• _EXERCISE PROMPT_:
Present the lines below as a numbered list, skipping any blank lines and leaving the pictures out.
▬▬▬▬▬▬
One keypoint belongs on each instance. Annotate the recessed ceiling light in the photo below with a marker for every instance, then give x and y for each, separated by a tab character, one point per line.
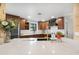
29	17
53	17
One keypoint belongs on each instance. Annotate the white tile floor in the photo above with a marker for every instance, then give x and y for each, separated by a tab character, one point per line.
31	47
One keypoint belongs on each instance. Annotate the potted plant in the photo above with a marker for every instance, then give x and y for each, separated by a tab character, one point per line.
7	26
59	35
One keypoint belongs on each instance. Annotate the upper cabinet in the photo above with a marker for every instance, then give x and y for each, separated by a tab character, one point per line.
43	25
60	22
24	25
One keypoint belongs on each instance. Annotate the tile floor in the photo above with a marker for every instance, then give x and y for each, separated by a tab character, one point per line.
32	47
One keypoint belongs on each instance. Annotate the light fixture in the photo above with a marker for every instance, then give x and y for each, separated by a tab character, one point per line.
52	16
43	20
29	17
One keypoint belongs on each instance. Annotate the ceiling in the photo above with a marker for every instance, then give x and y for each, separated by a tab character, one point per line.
38	11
▬▬▬▬▬▬
• _SOLVED EXERCISE_:
1. One keypoint belongs on each instance. Annotate the recessed ceiling light in the photo below with a marker for every instance, then give x and y for each, separated by a tab character, one point per line.
2. 29	17
3. 53	17
4. One keypoint belongs on each instance. Annotate the white tile floor in the photo above with a marker for every instance, then give x and y for each, separated by a tab character, one point per line.
5. 31	47
6. One keypoint belongs on each instance. Annotate the potted plant in the photo above with a marker for every instance, then give x and y for each, separated by a tab character, one point per line.
7. 7	26
8. 59	35
9. One keypoint belongs on each instance. Annotate the upper cabinet in the photo above with a marker for every instance, then give x and y for each, separated by a tab character, one point per line.
10. 43	25
11. 60	22
12. 24	25
13. One keypoint belongs on each instance. Annotate the tile floor in the photo above with a marker for every instance, then give x and y for each, separated by a tab character, one point per line.
14. 32	47
15. One keypoint belongs on each instance. Annotate the light fixture in the photo above with a marker for every instance, then give x and y for each, separated by a tab character, one point per line.
16. 52	16
17. 43	20
18. 29	17
19. One keypoint belongs on each instance. Annotate the ceiling in the photo above with a marker for every instance, then give x and y for each, separated by a tab character, one point per line.
20. 38	11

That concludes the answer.